* Start DOCUMENT TEXT *
Operate without underlying file system access for minimal data threat exposure. No persistent test data is stored on the host. Software satellites restrict access to OS data assets and communicate only with your MCS server. While file penetration risks are mitigated, the security of the host OS itself remains the responsibility of the platform administrator.
NCS I-points and E-points do not store or maintain any persistent data. All test results flow exclusively to the MCS management server. There is nothing on a satellite device to exfiltrate, encrypt, or hold ransom.
The MCS approach to data privacy starts with a simple principle: don't collect data you don't need. MCS measures network performance metrics. It does not inspect packet contents, capture user data, or store sensitive information.
By eliminating external web servers, commercial OS requirements on hardware satellites, and persistent data on endpoints, MCS reduces both the attack surface and the cost of maintaining it.
* End DOCUMENT TEXT *
* Start GIVEN ENTRIES *
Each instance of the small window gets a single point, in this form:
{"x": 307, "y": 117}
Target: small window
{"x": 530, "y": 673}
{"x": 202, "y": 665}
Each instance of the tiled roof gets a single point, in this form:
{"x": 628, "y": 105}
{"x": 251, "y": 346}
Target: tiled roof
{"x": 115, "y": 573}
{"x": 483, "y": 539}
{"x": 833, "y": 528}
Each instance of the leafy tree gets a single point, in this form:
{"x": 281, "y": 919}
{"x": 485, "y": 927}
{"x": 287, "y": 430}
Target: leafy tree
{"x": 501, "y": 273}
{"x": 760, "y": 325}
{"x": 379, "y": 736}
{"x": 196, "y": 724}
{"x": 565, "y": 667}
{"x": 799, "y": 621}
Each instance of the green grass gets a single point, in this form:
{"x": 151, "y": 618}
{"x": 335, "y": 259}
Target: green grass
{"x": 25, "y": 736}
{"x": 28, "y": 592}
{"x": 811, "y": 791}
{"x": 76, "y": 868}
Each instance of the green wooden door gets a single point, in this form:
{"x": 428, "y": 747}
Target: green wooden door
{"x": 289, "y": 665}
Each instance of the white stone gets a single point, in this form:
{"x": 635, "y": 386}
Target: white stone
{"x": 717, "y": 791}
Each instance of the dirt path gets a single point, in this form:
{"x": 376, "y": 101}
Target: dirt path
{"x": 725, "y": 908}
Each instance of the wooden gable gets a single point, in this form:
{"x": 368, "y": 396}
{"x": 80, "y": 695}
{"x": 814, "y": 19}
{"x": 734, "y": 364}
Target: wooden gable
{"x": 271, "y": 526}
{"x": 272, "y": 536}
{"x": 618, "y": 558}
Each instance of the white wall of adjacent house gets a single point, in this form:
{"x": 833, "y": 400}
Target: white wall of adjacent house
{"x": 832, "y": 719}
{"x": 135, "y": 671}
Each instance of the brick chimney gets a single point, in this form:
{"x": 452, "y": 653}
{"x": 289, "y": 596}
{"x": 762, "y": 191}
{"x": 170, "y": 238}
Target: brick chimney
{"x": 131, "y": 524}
* End GIVEN ENTRIES *
● **EXERCISES TO COMPLETE**:
1 – According to the passage on MCS data security, where do all NCS test results go?
2 – Continue the passage on MCS data security from its last sentence.

● **TASK-BY-TASK ANSWERS**:
1 – They go exclusively to the MCS management server.

2 –
Solid-state satellites have no operating system. No Windows updates, no Linux kernel patches, no zero-day exposure. They just run.
No Apache, IIS, or Nginx to configure, harden, or keep current. The built-in web engine is maintained as part of MCS itself.
Deploy hardware satellites in customer private networks with confidence. No OS to compromise, no data at rest, no risk to the host environment.
The whitelist-based WAF framework enables rapid adaptation to new attack patterns. The extensible policy engine updates with each MCS release.